- Conference: Southeastern Conference
- Record: 3–8 (2–5 SEC)
- Head coach: John Ray (4th season);
- Home stadium: McLean Stadium

= 1972 Kentucky Wildcats football team =

American college football season

The 1972 Kentucky Wildcats football team represented the University of Kentucky as a member of the Southeastern Conference (SEC) during the 1972 NCAA University Division football season. Led by fourth-year head coach John Ray, the Wildcats compiled an overall record of 3–8, with a mark of 2–5 in conference play, and finished tied for seventh in the SEC.

▶ **Set problem**:
Write out the stretch of the 1972 Kentucky football text from "American college football" through "in the SEC.", keeping every word unchanged.

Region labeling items

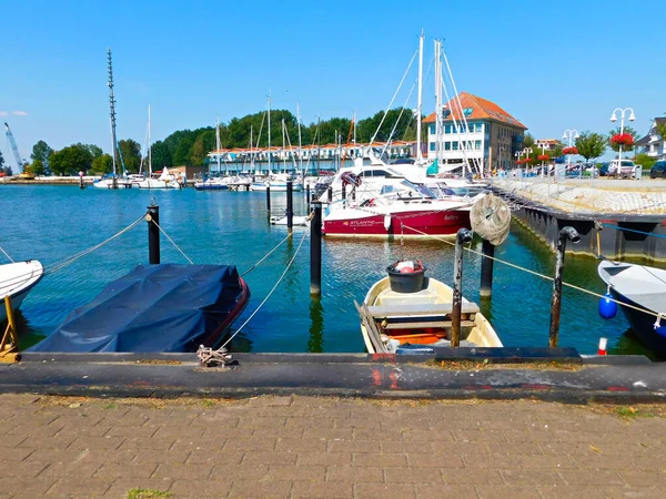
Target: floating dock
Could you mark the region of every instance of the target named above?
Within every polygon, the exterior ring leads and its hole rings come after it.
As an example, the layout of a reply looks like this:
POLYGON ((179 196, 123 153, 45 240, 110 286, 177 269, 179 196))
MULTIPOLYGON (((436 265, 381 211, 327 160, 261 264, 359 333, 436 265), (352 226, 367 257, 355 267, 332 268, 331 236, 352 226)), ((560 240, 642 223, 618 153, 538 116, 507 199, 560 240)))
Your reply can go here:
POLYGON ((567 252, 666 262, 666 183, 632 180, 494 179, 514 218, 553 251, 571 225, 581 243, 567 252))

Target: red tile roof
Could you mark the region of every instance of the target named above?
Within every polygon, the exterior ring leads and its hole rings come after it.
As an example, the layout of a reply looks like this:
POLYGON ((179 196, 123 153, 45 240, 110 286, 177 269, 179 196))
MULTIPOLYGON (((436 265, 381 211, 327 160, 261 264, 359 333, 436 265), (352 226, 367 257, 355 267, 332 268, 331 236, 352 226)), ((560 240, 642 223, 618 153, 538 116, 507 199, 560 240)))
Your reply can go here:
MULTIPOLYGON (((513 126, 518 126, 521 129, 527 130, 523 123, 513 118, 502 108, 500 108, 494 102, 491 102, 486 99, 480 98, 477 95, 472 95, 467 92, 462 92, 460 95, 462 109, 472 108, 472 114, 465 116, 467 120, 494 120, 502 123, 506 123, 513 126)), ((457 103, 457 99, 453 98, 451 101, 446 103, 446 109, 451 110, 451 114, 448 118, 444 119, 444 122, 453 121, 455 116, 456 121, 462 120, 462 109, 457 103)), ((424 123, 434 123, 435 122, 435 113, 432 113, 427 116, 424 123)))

▶ **Written answer**:
American college football season

The 1972 Kentucky Wildcats football team represented the University of Kentucky as a member of the Southeastern Conference (SEC) during the 1972 NCAA University Division football season. Led by fourth-year head coach John Ray, the Wildcats compiled an overall record of 3–8, with a mark of 2–5 in conference play, and finished tied for seventh in the SEC.